::: Data :::

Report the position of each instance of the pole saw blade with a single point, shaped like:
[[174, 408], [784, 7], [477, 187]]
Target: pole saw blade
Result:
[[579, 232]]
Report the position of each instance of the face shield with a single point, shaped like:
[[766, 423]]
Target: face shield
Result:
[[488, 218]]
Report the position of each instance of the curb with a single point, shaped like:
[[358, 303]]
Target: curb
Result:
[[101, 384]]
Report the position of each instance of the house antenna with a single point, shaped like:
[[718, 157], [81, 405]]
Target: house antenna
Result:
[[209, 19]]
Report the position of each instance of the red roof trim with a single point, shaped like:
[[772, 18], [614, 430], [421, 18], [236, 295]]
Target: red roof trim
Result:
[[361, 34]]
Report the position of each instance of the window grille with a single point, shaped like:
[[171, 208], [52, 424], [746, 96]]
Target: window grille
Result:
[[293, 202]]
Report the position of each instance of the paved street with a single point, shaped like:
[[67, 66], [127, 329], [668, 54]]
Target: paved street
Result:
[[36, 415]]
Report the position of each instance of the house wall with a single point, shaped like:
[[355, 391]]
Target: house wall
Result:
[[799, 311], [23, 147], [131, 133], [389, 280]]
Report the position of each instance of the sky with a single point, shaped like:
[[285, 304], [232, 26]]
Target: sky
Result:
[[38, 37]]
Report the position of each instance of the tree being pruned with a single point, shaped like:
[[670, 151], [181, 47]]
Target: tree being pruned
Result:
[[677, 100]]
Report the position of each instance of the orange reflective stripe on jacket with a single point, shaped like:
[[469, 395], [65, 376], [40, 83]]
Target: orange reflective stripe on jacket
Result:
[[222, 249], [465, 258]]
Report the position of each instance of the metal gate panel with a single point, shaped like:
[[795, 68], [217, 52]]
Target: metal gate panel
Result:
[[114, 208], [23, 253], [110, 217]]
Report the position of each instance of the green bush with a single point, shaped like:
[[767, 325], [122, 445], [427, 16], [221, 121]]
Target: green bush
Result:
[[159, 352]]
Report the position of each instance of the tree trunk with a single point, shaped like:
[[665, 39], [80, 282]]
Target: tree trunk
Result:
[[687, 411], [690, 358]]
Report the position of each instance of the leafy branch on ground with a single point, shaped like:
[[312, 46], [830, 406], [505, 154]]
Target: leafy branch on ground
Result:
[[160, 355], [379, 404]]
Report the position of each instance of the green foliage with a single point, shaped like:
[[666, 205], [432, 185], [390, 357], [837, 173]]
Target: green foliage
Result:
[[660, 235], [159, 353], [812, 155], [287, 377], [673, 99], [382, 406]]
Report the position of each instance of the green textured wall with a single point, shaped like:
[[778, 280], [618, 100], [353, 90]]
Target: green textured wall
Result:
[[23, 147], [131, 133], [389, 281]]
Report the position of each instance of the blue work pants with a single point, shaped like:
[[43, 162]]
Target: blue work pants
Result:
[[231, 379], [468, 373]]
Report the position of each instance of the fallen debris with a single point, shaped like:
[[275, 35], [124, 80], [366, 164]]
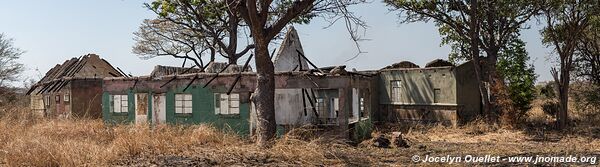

:::

▶ [What you need to do]:
Copy out every line of the items above word for word, leaving out the pictures.

▶ [Final result]:
Report the position of each instance of the pole saw blade with a single point, shaped like:
[[174, 408], [784, 7], [477, 187]]
Target: pole saw blade
Result:
[[579, 232]]
Report the position of each instance of the face shield with a single point, shaped like:
[[766, 423]]
Target: face shield
Result:
[[488, 218]]
Report the position of each instance of the curb with a single point, shaped like:
[[358, 303]]
Target: curb
Result:
[[101, 384]]
Report the position of each instance of the house antenna with a single point, shaped like:
[[718, 157], [81, 405]]
Target: house antenna
Result:
[[209, 19]]
Report the position of each instance of the red roof trim with a single point, shaped like:
[[772, 18], [614, 430], [421, 18], [236, 295]]
Target: red roof trim
Result:
[[361, 34]]
Report the position of each instance of the window grille with a single point, shaped like:
[[171, 208], [52, 424], [746, 96]]
Target: window grille
Result:
[[293, 202]]
Report the position of each instance of the paved street with a single point, shaped like:
[[67, 66], [127, 329], [668, 54]]
Target: paved street
Result:
[[36, 415]]
Report the position of each instance of the house wall with a single point, shaped like:
[[355, 391]]
Target: house wall
Result:
[[799, 311], [23, 147], [131, 133], [389, 280]]
Report the position of each instance of the sky with a single point, shaped like:
[[285, 304], [232, 26]]
Target: sky
Result:
[[38, 37]]
Report the position of each instance of the tree being pruned with a single point, shaped like:
[[670, 151], [181, 47]]
Target: tree being pruned
Result:
[[677, 100]]
Report the position of each instance of the orange reflective stripe on jacket with a single point, shaped like:
[[469, 395], [65, 376], [40, 83]]
Target: orange reflective stripe on jacket
Result:
[[222, 249], [465, 258]]
Report the position of each instance of the metal gate panel with a single point, shaped like:
[[795, 68], [217, 52]]
Target: metal gate panel
Result:
[[114, 208], [23, 253], [110, 217]]
Report the position of each instance of the green bush with a single point, shaped like:
[[767, 325], [122, 445], [427, 16], [221, 121]]
Target: green bush
Result:
[[159, 352]]
Report the position of each instance of the tree trunk with a single point, shaped like:
[[665, 39], [80, 282]]
Target: tree trunk
Result:
[[687, 411], [690, 358]]
Report the position of each instance of the leafy branch on ground with a single point, shaped like:
[[312, 46], [830, 406], [505, 154]]
Target: leafy branch on ground
Result:
[[160, 355], [379, 404]]
Report the position of each instance of the green foliage with a single point, shaped like:
[[666, 205], [432, 185], [390, 357], [837, 173]]
Target: green foliage
Result:
[[660, 235], [159, 353], [812, 155], [287, 377], [673, 99], [382, 406]]
Report the position of each instance of the green textured wall with a single point, shaped like:
[[778, 280], [618, 100], [353, 90]]
Target: green textured wall
Result:
[[23, 147], [131, 133], [389, 281]]
Report the position of each instance of the blue work pants with a single point, shaped like:
[[43, 162]]
Target: blue work pants
Result:
[[231, 379], [468, 373]]
Report the position of each instance of the fallen debris with a single point, shaped like:
[[275, 35], [124, 80], [366, 164]]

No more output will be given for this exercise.